Rewrite the records below with every "photograph" changed to "image" and nothing else altered. Leave the pictures out.

# # #

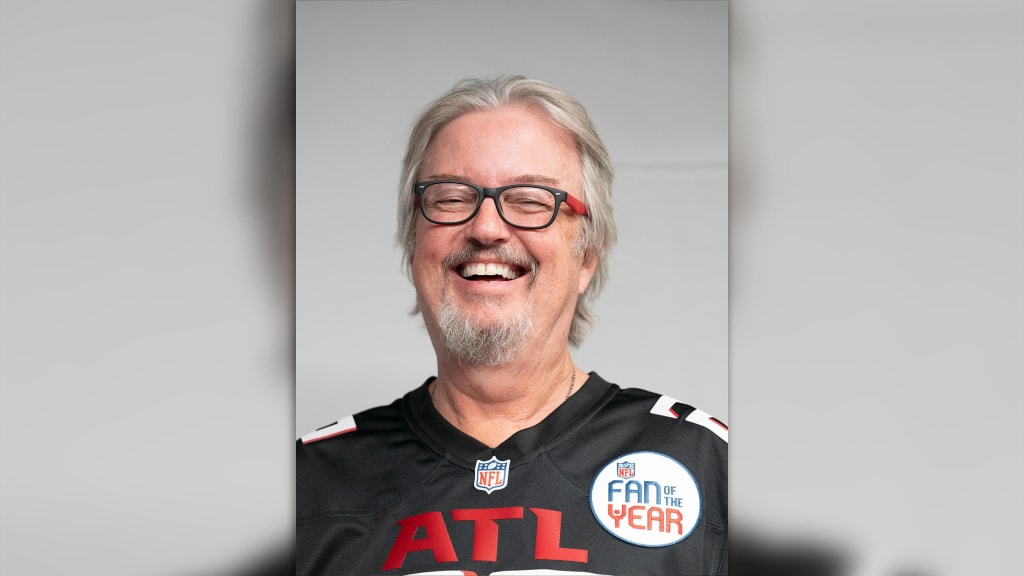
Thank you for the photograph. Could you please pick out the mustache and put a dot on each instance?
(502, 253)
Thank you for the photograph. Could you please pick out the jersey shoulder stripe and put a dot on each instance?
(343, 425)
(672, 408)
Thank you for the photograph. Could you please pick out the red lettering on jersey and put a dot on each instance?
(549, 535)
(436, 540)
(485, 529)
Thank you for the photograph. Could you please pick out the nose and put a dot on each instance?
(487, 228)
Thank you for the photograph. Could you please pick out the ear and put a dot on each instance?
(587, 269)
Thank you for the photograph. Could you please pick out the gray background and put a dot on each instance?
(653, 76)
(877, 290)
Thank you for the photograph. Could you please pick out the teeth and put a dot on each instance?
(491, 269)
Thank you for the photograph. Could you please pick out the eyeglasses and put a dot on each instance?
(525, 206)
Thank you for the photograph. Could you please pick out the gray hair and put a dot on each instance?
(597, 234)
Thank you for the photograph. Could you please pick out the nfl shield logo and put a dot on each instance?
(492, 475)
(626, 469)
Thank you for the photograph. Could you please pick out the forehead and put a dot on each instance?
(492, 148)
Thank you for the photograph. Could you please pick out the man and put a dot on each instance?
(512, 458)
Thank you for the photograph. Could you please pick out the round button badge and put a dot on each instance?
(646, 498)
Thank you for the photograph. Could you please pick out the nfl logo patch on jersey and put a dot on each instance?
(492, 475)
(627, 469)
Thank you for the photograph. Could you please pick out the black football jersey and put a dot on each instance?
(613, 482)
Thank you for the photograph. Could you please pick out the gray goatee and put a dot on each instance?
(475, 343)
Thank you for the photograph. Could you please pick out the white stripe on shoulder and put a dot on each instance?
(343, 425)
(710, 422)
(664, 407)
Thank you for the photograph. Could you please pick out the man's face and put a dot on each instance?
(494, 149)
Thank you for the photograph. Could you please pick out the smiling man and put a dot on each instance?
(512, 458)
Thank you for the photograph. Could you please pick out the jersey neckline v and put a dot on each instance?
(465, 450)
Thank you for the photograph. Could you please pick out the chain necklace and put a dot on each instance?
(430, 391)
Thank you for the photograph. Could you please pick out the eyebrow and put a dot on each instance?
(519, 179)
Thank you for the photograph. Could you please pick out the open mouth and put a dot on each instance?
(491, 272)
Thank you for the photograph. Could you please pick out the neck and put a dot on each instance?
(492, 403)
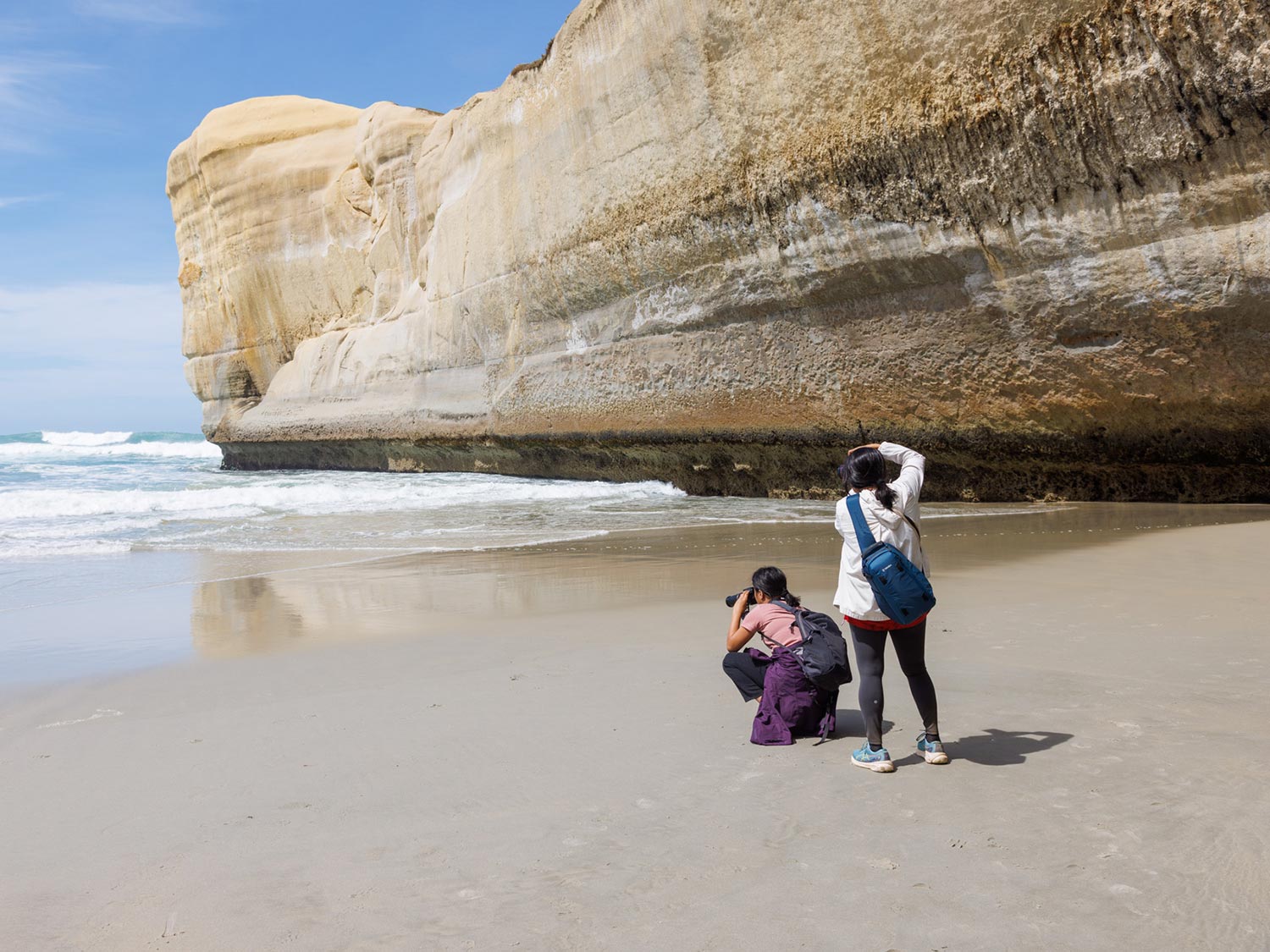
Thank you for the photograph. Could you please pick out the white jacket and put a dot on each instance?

# # #

EXPECTED ANSWER:
Thank you for the image. Could you please pick out the mustache and put a dot on each instance?
(502, 253)
Thank you for the image. Could you please pick out the jersey shoulder stripe and put a dot on each instance?
(343, 425)
(672, 408)
Thank you for the image. Could you please pick out the red lettering on jersey and put a dot on each instance?
(549, 535)
(436, 540)
(485, 529)
Thank you for the image. Could you please pick out the nose and put a dot on each instance?
(487, 228)
Thank you for the image. Could you please pick out the ear and put a dot on each instance?
(587, 269)
Thank you for the image. Could you please pick out the gray background and put a dot on each instance?
(653, 76)
(877, 290)
Thank you for the image. Could you please pick out the teeth and put a dot on each instance?
(491, 269)
Thank you for the image. Could you please pick out the eyeglasses and put a dot on each instance?
(525, 206)
Thank you for the image. Could you please pick out the gray hair and put a dot on each instance?
(597, 234)
Thank you for the image. Could you please pick out the nfl shield logo and put a dot on each instance?
(492, 475)
(626, 469)
Thank you for the image. Could you please pick out the forehead and put a dot on each instance?
(492, 148)
Thank you for the image. Could you please pick out the man and put a dot on each instance?
(512, 458)
Thank you for the image. Could you please pick out the round button badge and put a dot on each instance?
(646, 498)
Thank you for the image. Could you please pick out the nfl logo patch on jersey and put a dot on each instance?
(492, 475)
(627, 469)
Thank you for the image. Could you please pick out the black football jersey and put a dot on each instance?
(613, 482)
Thank you for the image. Could you please pick out the gray goatee and put a dot on each instance?
(475, 343)
Thank you for the image. Could you please pick out the white stripe on shoulder and put a dot on each instance?
(343, 425)
(710, 422)
(664, 407)
Thank you for the image. Could you please pick out the man's face and put a dot on each instance?
(494, 149)
Thank you for the image. Could you please pick out the smiling man and put a dot on each instance?
(512, 458)
Thank you for the image. Could you please pick out the jersey neckline v and put a dot on each instance?
(465, 450)
Thank you for the image. Could you please pick out the chain necklace and put a dot on each instance?
(430, 391)
Thank you for the image. Could you please pick out the eyebrow and put a dot on each instance?
(519, 179)
Thank you for the image. Could you please pick out the open mouth and put a dot on each instance?
(491, 272)
Thank you for the image. Could you please pick out the neck and put a dot on each instance?
(492, 403)
Thank you for the image. Could you please pick out the white jacket and put a dot on each instance?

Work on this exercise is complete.